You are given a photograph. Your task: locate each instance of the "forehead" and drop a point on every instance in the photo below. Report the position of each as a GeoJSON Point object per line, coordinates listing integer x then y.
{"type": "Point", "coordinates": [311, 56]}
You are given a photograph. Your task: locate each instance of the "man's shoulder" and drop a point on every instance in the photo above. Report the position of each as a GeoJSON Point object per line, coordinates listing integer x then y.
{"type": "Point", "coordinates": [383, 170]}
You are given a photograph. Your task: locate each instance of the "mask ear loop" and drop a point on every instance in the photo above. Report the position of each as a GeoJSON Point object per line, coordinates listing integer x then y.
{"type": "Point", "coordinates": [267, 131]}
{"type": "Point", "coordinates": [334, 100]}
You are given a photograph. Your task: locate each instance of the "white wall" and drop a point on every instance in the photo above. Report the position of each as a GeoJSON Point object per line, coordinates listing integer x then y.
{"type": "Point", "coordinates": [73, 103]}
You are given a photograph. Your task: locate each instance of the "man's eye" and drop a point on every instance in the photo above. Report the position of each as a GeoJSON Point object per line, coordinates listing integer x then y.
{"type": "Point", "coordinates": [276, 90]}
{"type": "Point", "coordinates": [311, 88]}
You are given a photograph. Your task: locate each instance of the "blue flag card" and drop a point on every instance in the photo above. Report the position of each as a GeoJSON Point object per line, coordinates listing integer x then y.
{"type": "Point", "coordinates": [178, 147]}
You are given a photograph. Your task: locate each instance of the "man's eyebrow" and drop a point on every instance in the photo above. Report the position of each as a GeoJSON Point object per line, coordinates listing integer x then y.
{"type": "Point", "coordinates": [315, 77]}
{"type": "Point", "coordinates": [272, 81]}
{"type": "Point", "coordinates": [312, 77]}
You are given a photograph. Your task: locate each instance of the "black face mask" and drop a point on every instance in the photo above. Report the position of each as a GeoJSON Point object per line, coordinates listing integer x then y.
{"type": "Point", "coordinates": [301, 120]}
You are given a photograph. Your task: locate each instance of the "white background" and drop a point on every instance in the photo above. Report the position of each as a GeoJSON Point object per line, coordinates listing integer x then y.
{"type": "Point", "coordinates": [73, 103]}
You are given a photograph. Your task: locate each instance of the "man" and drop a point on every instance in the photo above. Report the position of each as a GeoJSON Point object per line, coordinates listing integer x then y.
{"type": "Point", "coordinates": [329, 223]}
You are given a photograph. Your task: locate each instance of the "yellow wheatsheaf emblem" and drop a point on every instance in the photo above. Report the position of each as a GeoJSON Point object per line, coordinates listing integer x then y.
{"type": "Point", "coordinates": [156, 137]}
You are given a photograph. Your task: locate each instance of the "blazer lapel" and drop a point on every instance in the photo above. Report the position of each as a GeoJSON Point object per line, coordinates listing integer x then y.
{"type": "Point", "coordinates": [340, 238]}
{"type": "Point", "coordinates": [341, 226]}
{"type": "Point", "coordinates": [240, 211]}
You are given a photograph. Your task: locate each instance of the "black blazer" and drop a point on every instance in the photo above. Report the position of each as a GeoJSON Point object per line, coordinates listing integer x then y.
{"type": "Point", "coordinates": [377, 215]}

→ EXERCISE BRIEF: How many of the lines above contain the word "forehead"? Give only the number.

→ TASK RESPONSE: 1